Available records:
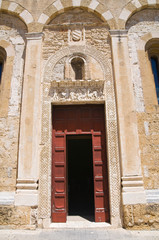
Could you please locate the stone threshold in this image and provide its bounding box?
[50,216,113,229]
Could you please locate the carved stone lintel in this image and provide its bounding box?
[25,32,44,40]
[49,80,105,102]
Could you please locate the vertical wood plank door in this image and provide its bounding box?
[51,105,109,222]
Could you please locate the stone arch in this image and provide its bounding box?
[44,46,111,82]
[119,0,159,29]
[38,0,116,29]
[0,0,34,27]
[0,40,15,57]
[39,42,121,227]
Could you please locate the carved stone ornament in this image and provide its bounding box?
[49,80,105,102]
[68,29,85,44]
---
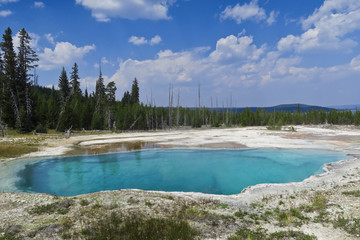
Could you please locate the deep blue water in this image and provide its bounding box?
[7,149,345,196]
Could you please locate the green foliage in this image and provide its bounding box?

Task to complete: Swap "ornament" for "decoration" in the entries, starting at the line that has "Could you please locate the carved stone ornament" and stopping after the line that has "[68,29,85,44]". Give only those lines, with everything else unchanged.

Exercise response:
Could you please locate the carved stone decoration in this image and provide its bounding box?
[49,80,105,102]
[68,29,85,44]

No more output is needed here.